* **DATA SUPPLIED**
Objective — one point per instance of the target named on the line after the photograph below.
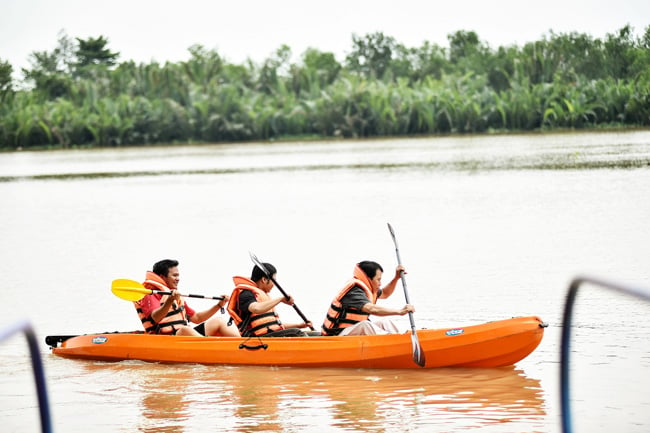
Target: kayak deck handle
(259, 346)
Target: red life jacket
(340, 317)
(257, 324)
(175, 316)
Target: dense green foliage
(79, 95)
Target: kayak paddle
(418, 354)
(260, 265)
(130, 290)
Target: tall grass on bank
(208, 100)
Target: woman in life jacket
(349, 312)
(169, 314)
(253, 310)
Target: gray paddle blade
(418, 353)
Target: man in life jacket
(253, 310)
(350, 310)
(169, 314)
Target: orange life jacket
(256, 324)
(175, 316)
(340, 317)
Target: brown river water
(489, 227)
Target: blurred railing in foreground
(576, 284)
(37, 367)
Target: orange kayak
(491, 344)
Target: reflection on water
(463, 153)
(179, 398)
(610, 363)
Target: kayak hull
(492, 344)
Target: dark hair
(258, 274)
(162, 267)
(370, 268)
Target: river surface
(489, 227)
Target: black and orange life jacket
(340, 317)
(175, 317)
(256, 324)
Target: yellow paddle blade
(129, 290)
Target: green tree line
(80, 95)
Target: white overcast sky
(163, 30)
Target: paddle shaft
(418, 354)
(161, 292)
(260, 265)
(295, 307)
(403, 278)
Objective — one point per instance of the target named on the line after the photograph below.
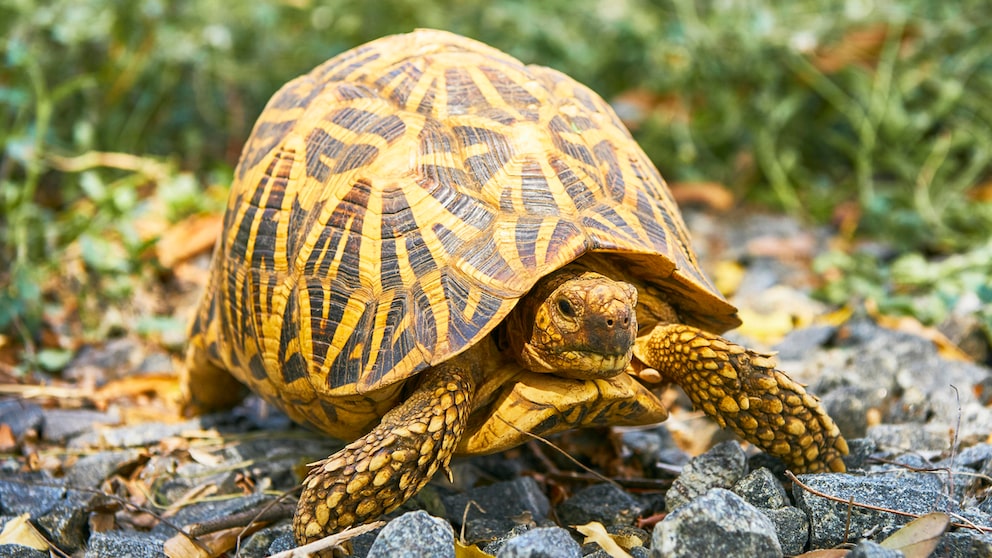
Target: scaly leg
(742, 390)
(381, 470)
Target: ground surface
(97, 460)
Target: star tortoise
(431, 248)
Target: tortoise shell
(392, 205)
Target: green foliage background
(905, 133)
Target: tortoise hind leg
(205, 386)
(742, 390)
(381, 470)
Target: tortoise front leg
(741, 389)
(381, 470)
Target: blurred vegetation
(114, 110)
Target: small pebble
(605, 503)
(720, 467)
(546, 542)
(415, 535)
(719, 523)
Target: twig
(563, 452)
(851, 503)
(123, 502)
(331, 541)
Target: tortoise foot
(381, 470)
(743, 390)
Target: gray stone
(923, 438)
(761, 489)
(800, 343)
(414, 535)
(137, 435)
(719, 523)
(493, 547)
(209, 510)
(547, 542)
(35, 493)
(66, 523)
(833, 522)
(964, 544)
(124, 543)
(860, 450)
(259, 544)
(791, 526)
(720, 467)
(653, 446)
(494, 507)
(905, 377)
(21, 416)
(63, 424)
(90, 471)
(869, 549)
(501, 499)
(20, 551)
(604, 503)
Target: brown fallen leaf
(711, 194)
(824, 553)
(595, 532)
(945, 347)
(919, 537)
(468, 550)
(188, 238)
(862, 47)
(7, 439)
(20, 531)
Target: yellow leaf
(595, 532)
(463, 550)
(20, 531)
(918, 538)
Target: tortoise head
(575, 324)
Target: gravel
(915, 421)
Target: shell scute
(391, 206)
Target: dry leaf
(825, 553)
(180, 546)
(7, 439)
(213, 544)
(469, 551)
(20, 531)
(595, 532)
(187, 238)
(945, 347)
(710, 194)
(858, 46)
(919, 538)
(728, 276)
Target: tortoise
(431, 249)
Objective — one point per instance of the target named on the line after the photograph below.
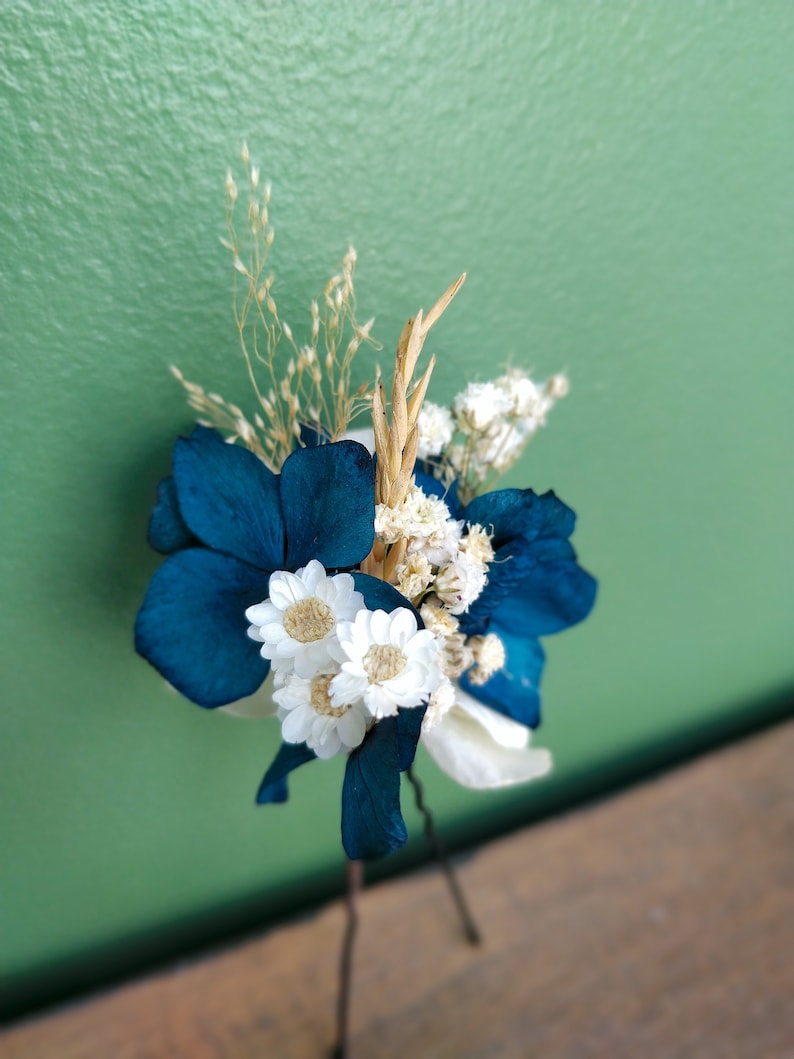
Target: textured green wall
(617, 181)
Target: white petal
(504, 730)
(465, 751)
(403, 627)
(296, 727)
(312, 574)
(352, 728)
(379, 626)
(256, 705)
(286, 589)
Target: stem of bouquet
(470, 928)
(355, 879)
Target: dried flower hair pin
(368, 596)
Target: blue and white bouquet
(370, 589)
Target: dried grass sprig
(396, 442)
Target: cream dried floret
(489, 657)
(479, 406)
(436, 428)
(476, 544)
(459, 582)
(414, 576)
(296, 624)
(439, 703)
(308, 715)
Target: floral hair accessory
(381, 586)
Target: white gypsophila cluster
(439, 703)
(497, 420)
(338, 666)
(436, 427)
(479, 406)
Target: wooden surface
(656, 923)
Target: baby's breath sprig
(313, 388)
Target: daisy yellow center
(382, 662)
(308, 620)
(321, 699)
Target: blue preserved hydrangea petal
(521, 513)
(513, 690)
(372, 822)
(273, 787)
(556, 594)
(381, 595)
(409, 730)
(328, 501)
(230, 500)
(192, 626)
(167, 530)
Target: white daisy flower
(296, 624)
(308, 715)
(389, 662)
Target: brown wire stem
(355, 879)
(470, 928)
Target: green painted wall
(617, 181)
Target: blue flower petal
(381, 595)
(273, 787)
(535, 572)
(372, 822)
(513, 690)
(521, 513)
(230, 500)
(167, 530)
(192, 626)
(409, 730)
(328, 500)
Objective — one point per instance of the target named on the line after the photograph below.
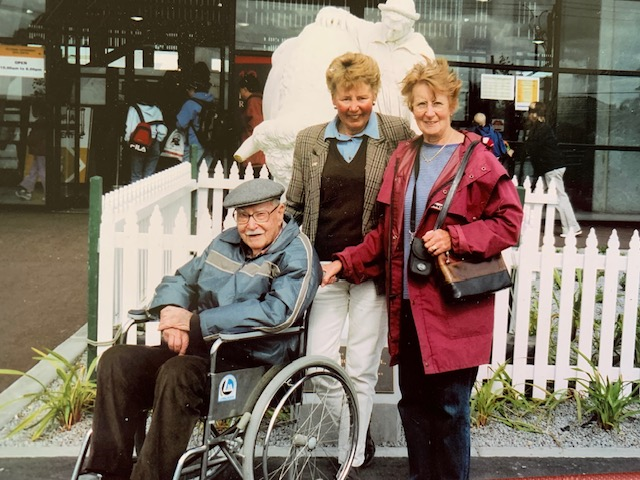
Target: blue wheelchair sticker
(227, 389)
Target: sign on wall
(21, 61)
(496, 87)
(527, 91)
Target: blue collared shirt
(348, 145)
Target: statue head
(398, 18)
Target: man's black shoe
(369, 450)
(354, 474)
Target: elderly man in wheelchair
(254, 280)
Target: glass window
(596, 34)
(599, 110)
(18, 15)
(264, 26)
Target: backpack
(141, 138)
(207, 120)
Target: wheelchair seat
(295, 421)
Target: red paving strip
(599, 476)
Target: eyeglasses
(242, 218)
(422, 107)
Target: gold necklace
(429, 160)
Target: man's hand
(176, 340)
(174, 317)
(330, 272)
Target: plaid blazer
(309, 157)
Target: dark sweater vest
(341, 201)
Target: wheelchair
(266, 422)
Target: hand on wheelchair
(174, 325)
(177, 340)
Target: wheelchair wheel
(304, 425)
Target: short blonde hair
(437, 75)
(350, 69)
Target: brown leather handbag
(463, 279)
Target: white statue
(296, 95)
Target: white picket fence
(147, 231)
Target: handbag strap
(454, 185)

* **WORK ITEM**
Copy the entries exactly. Leave the pictures out.

* **OUTPUT**
Objective — one point per instance of the target named on the line after the photograph below.
Target: kayak deck handle
(259, 346)
Target: red life jacket
(340, 317)
(257, 324)
(175, 316)
Target: dense green foliage
(79, 95)
Target: kayak paddle
(418, 354)
(260, 265)
(130, 290)
Target: tall grass on bank
(208, 100)
Target: woman in life jacket
(349, 312)
(169, 314)
(253, 310)
Target: gray paddle blade
(418, 353)
Target: man in life jacket
(253, 310)
(350, 310)
(169, 314)
Target: orange life jacket
(256, 324)
(175, 316)
(340, 317)
Target: brown river water
(489, 227)
Target: blurred railing in foreground
(576, 284)
(37, 367)
Target: orange kayak
(491, 344)
Target: reflection on water
(463, 153)
(179, 398)
(610, 363)
Target: kayak hull
(492, 344)
Target: dark hair
(258, 274)
(162, 267)
(370, 268)
Target: river surface
(489, 227)
Target: black and orange life jacket
(340, 317)
(175, 317)
(256, 324)
Target: yellow paddle blade
(129, 290)
Target: green tree line
(80, 95)
Target: white overcast sky
(163, 30)
Target: paddle shaft
(418, 354)
(161, 292)
(260, 265)
(295, 307)
(403, 278)
Objective — one point per instance of the target named on the line after the photograph below.
Target: scaly leg
(742, 390)
(381, 470)
Target: ground surface
(97, 460)
Target: star tortoise
(431, 248)
Target: tortoise shell
(392, 205)
Target: green foliage background
(905, 133)
Target: tortoise hind leg
(205, 386)
(742, 390)
(381, 470)
Target: tortoise front leg
(741, 389)
(381, 470)
Target: blurred vegetation
(114, 110)
Target: small pebble
(605, 503)
(720, 467)
(546, 542)
(415, 535)
(719, 523)
Target: twig
(563, 452)
(851, 503)
(123, 502)
(331, 541)
Target: tortoise foot
(381, 470)
(743, 390)
Target: gray stone
(923, 438)
(761, 489)
(800, 343)
(414, 535)
(137, 435)
(719, 523)
(493, 547)
(209, 510)
(547, 542)
(35, 493)
(66, 523)
(833, 522)
(964, 544)
(124, 543)
(860, 450)
(259, 544)
(791, 526)
(720, 467)
(653, 446)
(494, 507)
(905, 377)
(21, 416)
(63, 424)
(90, 471)
(869, 549)
(501, 499)
(20, 551)
(604, 503)
Target: brown fallen leaf
(711, 194)
(824, 553)
(595, 532)
(945, 347)
(919, 537)
(468, 550)
(188, 238)
(862, 47)
(7, 439)
(20, 531)
Target: yellow leaf
(595, 532)
(463, 550)
(20, 531)
(918, 538)
Target: tortoise head
(575, 324)
Target: gravel
(915, 421)
Target: shell scute
(391, 206)
Target: dry leaf
(825, 553)
(180, 546)
(7, 439)
(213, 544)
(469, 551)
(20, 531)
(595, 532)
(187, 238)
(945, 347)
(710, 194)
(858, 46)
(919, 538)
(728, 276)
Target: tortoise
(431, 249)
Objective — one point per instance of the target named on the line after the photograph below.
Target: textured green wall
(617, 181)
Target: white petal
(504, 730)
(465, 751)
(403, 627)
(296, 727)
(312, 574)
(352, 728)
(379, 626)
(256, 705)
(286, 589)
Target: stem of bouquet
(470, 928)
(355, 879)
Target: dried flower hair pin
(368, 596)
Target: blue and white bouquet
(370, 589)
Target: dried grass sprig
(396, 442)
Target: cream dried floret
(489, 657)
(479, 406)
(436, 428)
(476, 544)
(459, 582)
(414, 576)
(296, 624)
(439, 703)
(308, 715)
Target: floral hair accessory
(381, 586)
Target: white gypsophila cluster
(439, 703)
(497, 420)
(338, 666)
(436, 427)
(479, 406)
Target: wooden surface
(656, 923)
Target: baby's breath sprig
(313, 388)
Target: daisy yellow center
(382, 662)
(308, 620)
(321, 699)
Target: blue preserved hydrangea petal
(521, 513)
(513, 690)
(372, 822)
(273, 787)
(556, 594)
(381, 595)
(409, 730)
(328, 501)
(230, 500)
(192, 626)
(167, 530)
Target: white daisy flower
(296, 624)
(308, 715)
(389, 662)
Target: brown wire stem
(355, 879)
(470, 928)
Target: green painted wall
(617, 181)
Target: blue flower petal
(381, 595)
(273, 787)
(535, 572)
(372, 822)
(513, 690)
(521, 513)
(230, 500)
(167, 530)
(192, 626)
(409, 730)
(328, 500)
Objective — one point per instance of the target named on the line after the photograph below.
Target: blue wheelchair sticker
(227, 389)
Target: sign on wall
(21, 61)
(496, 87)
(527, 91)
Target: blue collared shirt
(348, 145)
Target: statue head
(398, 18)
Target: man's black shoe
(369, 450)
(354, 474)
Target: elderly man in wheelchair
(254, 280)
Target: glass window
(596, 34)
(599, 110)
(18, 15)
(264, 26)
Target: backpack
(141, 138)
(207, 120)
Target: wheelchair seat
(295, 421)
Target: red paving strip
(599, 476)
Target: eyeglasses
(242, 218)
(422, 107)
Target: gold necklace
(429, 160)
Target: man's hand
(176, 340)
(174, 317)
(330, 272)
Target: plaid blazer
(309, 157)
Target: dark sweater vest
(341, 201)
Target: wheelchair
(266, 422)
Target: hand on wheelchair
(174, 325)
(177, 340)
Target: wheelchair wheel
(304, 425)
Target: short blonde hair
(437, 75)
(350, 69)
Target: brown leather handbag
(463, 279)
Target: white statue
(296, 95)
Target: white picket fence
(147, 231)
Target: handbag strap
(454, 185)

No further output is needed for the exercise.